[[ Passage to read, beginning ]]

The Hour of Lead: The Poetry of Holy Saturday

Poetry across the Great Triduum.

As a Christian and a writer, I have realized that my poems fall under three categories. First, there are the poems of Good Friday—poems that deal with death and the hollowness of it, with suffering and the sheer blackness that can brood over you until you can’t see a way out. You give voice to loss, but you’re not sure what is the solution. After all, this is the night of the soul St. John of the Cross spoke of: when the oppressiveness of the dark seems to weigh down on you, when you cry out as Christ did long ago—“Why have you forsaken me?”

A rich tradition of Good Friday poems stretches back as far as the eye can read. One such poem is Alfred Tennyson’s In Memoriam A.H.H., a book-length elegiac poem written in the mid-1800s after the sudden death of his college friend. In it, the poet wrestles with the shock of grief in a straightforward, brutal way that many of his decorous Victorian contemporaries would never have encountered before. Rather than couch his grief within language, the writing is clear, confused, and searching:

Forgive these wild and wandering cries,
Confusions of a wasted youth;
Forgive them where they fail in truth…

In the wake of losing a friend, Tennyson can only confess his doubt in loss, the debilitating paralysis that questions logic itself and leaves the soul wondering, asking for answers. Ultimately, the poetry of Good Friday is the work of shock, when the wounds are still fresh and bleeding.

[[ Passage to read, end ]]
[[ Given records, beginning ]]

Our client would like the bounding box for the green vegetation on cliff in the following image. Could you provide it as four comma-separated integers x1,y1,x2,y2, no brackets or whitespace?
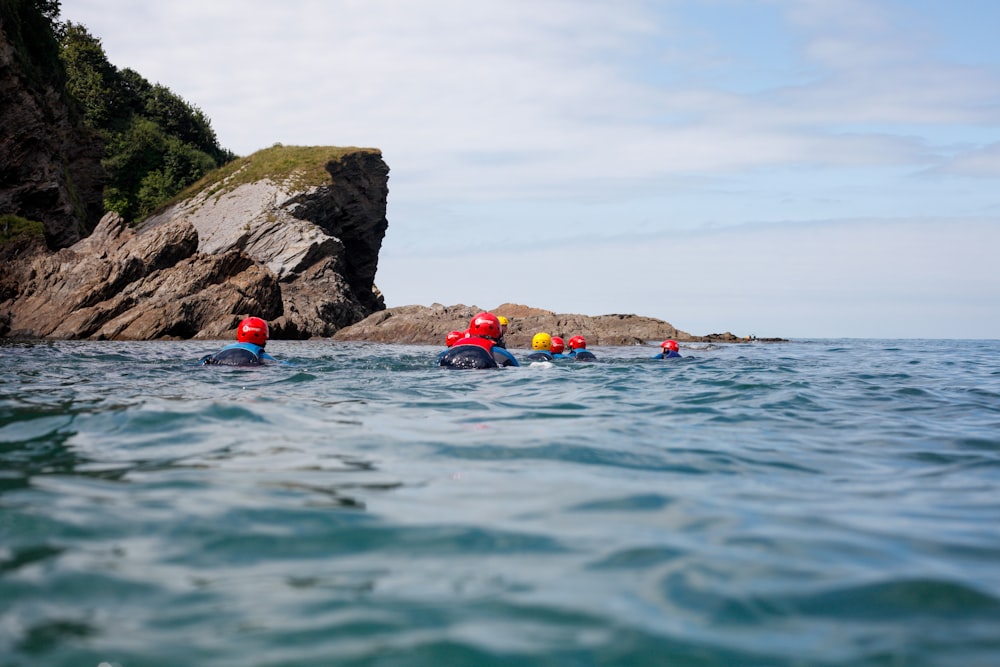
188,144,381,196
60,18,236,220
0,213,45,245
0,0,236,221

[[ Given records, end ]]

> Exercises to complete:
1/ Name every person mentioned by name in the essay on the poetry of Holy Saturday.
2/ Write out the passage of the essay on the poetry of Holy Saturday that begins with the words containing "In the wake" and ends with "fresh and bleeding.".
The dataset entries aren't needed for any of these tasks.

> Numbered responses:
1/ St. John of the Cross, Christ, Alfred Tennyson

2/
In the wake of losing a friend, Tennyson can only confess his doubt in loss, the debilitating paralysis that questions logic itself and leaves the soul wondering, asking for answers. Ultimately, the poetry of Good Friday is the work of shock, when the wounds are still fresh and bleeding.